In the article on Utah's environmental report below, list the projects named in the sentence that begins "The 2012 Utah Environmental Report highlights key projects."

▶ [TEXT SEGMENT]:
* * * * * * *

Utah's environmental feats and failures highlighted in report
Utah tallied its share of environmental successes last year, and shortfalls, too.
The 2012 Utah Environmental Report highlights key projects, division by division from failing to complete plans to cut winter air pollution in northern Utah to taking steps to clean up toxic water contamination in an east-side neighborhood, and from recycling millions of tires to clearing the way for the nation's first oil sands project.
According to Department of Environmental Quality Director Amanda Smith, the annual report provides data showing the agency is carrying out its goals.
"Our mission remains resolute," Smith says in an opening message. "We will safeguard human health and quality of life while protecting and enhancing Utah's environment."
Perhaps the most extraordinary feat mentioned in this year's report, one with worldwide impact, only got a paragraph: The end of the Deseret Chemical Depot's work destroying 45 percent of the nation's chemical weapons stockpile and the beginning of the site's closure.
"It's a step forward for peace," said Steve Erickson, a longtime watchdog of the weapons program. "To be rid of that legacy of evil weaponry is almost evolutionary in its importance."

* * * * * * *

▶ [DATA EXTRACTS]:
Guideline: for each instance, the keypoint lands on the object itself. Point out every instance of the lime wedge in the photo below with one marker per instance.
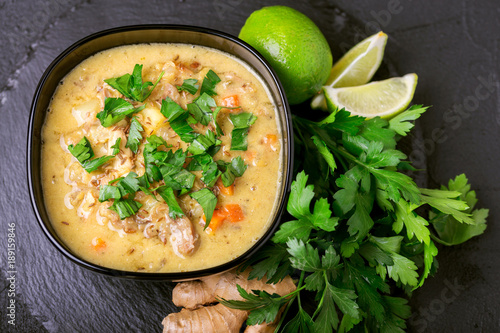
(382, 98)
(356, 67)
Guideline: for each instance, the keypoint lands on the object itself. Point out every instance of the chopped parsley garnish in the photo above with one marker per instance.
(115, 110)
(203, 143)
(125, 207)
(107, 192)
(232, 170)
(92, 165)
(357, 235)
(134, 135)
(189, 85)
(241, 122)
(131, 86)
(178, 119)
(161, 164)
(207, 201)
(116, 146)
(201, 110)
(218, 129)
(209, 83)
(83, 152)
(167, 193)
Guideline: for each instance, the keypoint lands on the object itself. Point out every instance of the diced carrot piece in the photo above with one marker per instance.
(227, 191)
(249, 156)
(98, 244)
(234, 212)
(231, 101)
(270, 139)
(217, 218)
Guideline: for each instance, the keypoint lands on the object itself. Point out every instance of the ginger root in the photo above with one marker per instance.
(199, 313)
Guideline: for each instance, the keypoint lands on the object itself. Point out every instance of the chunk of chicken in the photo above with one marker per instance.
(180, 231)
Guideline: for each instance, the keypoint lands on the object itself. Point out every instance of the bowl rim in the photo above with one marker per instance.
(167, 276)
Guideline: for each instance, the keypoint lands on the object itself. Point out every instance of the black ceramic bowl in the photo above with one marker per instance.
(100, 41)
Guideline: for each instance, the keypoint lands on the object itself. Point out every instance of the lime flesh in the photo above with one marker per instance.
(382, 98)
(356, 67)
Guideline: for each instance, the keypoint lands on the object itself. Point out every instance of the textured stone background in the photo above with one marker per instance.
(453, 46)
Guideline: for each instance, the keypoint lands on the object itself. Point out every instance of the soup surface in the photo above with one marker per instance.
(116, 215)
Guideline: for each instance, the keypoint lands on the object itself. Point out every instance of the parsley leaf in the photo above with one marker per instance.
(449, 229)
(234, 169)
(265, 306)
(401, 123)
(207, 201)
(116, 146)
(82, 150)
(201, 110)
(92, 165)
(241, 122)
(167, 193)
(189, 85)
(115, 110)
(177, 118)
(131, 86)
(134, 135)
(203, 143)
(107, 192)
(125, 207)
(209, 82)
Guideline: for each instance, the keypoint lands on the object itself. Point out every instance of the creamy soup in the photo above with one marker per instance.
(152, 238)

* * * * * * *

▶ [REPLY]:
- Failing to complete plans to cut winter air pollution in northern Utah
- Taking steps to clean up toxic water contamination in an east-side neighborhood
- Recycling millions of tires
- Clearing the way for the nation's first oil sands project